**Requirement:**
Render the lines from the one containing "Find the woman's" through the one containing "[(131, 253), (91, 190), (435, 228), (312, 272)]", inclusive, as a JSON list of strings with one string per line and no blank lines.
— Start Listed records —
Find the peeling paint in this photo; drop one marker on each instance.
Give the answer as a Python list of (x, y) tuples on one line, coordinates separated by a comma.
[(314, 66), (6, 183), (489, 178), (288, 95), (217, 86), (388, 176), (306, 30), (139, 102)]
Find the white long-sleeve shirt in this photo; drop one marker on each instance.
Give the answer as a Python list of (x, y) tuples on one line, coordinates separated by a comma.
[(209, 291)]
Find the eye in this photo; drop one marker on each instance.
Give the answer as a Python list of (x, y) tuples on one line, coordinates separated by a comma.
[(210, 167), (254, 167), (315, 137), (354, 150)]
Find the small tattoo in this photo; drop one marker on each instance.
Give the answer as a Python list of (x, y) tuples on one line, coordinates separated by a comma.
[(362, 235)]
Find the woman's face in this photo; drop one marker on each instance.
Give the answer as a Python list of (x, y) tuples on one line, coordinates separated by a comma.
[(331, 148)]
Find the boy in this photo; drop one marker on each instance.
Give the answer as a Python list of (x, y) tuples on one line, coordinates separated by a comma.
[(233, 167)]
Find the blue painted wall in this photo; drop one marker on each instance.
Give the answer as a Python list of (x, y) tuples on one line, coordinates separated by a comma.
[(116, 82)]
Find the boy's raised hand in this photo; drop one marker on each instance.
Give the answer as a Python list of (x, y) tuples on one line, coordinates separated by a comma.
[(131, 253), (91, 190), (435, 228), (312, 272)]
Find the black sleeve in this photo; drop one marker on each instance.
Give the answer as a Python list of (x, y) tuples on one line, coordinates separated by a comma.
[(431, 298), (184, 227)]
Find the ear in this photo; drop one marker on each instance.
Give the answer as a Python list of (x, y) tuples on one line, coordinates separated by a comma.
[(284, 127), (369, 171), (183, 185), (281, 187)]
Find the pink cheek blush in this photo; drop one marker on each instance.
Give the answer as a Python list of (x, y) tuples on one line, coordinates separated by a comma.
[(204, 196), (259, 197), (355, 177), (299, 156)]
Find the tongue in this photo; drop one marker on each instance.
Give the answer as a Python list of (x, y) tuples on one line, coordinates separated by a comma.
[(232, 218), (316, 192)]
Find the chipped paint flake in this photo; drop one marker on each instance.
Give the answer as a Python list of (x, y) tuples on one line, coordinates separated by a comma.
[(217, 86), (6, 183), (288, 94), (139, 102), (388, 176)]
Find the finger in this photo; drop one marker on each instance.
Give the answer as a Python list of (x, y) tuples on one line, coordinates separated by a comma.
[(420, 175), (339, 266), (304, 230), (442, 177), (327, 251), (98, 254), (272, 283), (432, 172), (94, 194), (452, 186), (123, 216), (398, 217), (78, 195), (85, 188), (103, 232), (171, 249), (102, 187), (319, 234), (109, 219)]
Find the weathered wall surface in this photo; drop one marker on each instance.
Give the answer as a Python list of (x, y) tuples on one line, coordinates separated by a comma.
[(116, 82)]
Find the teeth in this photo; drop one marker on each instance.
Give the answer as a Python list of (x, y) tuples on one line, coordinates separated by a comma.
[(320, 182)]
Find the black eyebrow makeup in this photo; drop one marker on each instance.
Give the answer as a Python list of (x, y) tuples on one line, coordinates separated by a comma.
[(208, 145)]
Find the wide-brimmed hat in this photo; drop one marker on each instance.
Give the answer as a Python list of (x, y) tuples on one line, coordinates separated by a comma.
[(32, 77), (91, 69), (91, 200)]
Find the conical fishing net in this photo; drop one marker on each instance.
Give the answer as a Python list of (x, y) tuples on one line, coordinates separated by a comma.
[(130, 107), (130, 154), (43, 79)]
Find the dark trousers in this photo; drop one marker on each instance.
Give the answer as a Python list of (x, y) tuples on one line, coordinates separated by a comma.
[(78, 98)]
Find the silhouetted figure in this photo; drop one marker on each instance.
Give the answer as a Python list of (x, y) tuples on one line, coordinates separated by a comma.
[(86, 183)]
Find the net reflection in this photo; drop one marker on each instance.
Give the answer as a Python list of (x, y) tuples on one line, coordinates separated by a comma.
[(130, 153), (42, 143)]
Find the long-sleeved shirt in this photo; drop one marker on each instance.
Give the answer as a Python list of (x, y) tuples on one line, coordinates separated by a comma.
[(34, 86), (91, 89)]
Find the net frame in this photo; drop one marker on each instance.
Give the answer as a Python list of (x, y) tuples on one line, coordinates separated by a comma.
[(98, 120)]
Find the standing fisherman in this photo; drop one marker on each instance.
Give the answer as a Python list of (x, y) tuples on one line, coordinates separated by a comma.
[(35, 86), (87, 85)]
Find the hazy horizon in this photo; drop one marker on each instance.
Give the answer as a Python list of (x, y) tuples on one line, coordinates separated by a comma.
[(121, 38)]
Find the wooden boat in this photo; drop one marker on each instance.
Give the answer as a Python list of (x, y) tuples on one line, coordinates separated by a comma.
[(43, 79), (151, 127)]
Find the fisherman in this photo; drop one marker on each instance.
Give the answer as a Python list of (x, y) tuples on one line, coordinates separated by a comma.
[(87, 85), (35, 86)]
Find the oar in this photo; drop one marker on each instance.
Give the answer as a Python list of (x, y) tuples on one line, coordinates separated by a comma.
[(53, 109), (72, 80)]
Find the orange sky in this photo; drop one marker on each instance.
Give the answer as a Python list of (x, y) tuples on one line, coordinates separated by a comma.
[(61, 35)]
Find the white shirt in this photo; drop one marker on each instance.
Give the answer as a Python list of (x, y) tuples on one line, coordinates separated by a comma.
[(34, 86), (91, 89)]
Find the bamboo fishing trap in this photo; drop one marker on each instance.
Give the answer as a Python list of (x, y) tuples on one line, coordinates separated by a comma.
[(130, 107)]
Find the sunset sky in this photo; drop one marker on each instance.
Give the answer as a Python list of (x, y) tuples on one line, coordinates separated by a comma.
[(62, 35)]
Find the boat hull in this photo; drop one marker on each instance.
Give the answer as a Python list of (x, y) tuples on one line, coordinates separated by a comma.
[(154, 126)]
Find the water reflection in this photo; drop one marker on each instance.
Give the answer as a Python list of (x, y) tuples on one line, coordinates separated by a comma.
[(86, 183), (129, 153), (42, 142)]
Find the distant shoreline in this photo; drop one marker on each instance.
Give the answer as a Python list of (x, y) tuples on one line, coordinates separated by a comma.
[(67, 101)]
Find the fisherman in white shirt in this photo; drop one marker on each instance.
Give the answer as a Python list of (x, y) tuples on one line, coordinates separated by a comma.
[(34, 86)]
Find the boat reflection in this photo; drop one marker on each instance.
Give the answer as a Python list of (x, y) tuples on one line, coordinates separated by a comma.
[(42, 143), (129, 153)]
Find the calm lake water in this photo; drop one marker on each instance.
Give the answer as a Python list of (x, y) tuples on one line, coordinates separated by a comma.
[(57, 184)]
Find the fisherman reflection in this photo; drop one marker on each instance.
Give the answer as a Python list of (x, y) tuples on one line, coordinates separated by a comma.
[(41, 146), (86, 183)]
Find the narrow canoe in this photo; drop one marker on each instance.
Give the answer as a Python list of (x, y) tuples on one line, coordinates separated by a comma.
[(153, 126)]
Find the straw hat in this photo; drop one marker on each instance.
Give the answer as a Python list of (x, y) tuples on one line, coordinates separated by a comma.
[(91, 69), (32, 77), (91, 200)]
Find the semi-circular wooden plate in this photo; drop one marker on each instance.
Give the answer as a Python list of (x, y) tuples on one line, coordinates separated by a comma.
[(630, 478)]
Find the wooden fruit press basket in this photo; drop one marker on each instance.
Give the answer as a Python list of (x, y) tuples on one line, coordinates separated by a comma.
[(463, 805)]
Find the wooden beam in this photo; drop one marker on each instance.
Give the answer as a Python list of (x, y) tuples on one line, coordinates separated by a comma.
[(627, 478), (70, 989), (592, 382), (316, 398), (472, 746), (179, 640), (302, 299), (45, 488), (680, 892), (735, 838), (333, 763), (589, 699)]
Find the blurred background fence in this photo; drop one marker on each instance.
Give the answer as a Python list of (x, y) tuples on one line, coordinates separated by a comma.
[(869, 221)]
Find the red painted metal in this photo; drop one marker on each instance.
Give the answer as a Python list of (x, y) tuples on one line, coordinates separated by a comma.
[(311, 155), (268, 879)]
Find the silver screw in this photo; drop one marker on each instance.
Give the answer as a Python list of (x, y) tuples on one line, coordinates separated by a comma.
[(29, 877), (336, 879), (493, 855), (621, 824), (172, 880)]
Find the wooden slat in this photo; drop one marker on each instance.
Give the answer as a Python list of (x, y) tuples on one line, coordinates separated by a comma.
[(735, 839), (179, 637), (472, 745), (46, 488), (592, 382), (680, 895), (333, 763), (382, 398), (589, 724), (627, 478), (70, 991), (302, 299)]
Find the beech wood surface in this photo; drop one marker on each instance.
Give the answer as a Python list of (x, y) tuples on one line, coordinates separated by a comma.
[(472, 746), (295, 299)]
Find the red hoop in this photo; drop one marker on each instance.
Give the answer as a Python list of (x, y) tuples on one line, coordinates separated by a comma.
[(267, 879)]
— End Listed records —
**Task response:**
[
  "Find the woman's face in this photo; drop one marker on each instance.",
  "Give the answer as a Python list of (x, y) tuples on one line, coordinates separated by a comma.",
  "[(331, 148)]",
  "Find the boy in this photo; drop one marker on each instance.",
  "Give the answer as a Python list of (x, y) tuples on one line, coordinates separated by a comma.",
  "[(233, 167)]",
  "Find the blue painted wall in this photo; drop one marker on each instance.",
  "Give the answer as a Python list of (x, y) tuples on one line, coordinates separated by a comma.",
  "[(116, 82)]",
  "Find the boy's raised hand in this photo; drop one marker on each instance.",
  "Give the answer as a Python list of (x, y) tuples on one line, coordinates separated by a comma.",
  "[(131, 253), (91, 190), (435, 228), (312, 272)]"
]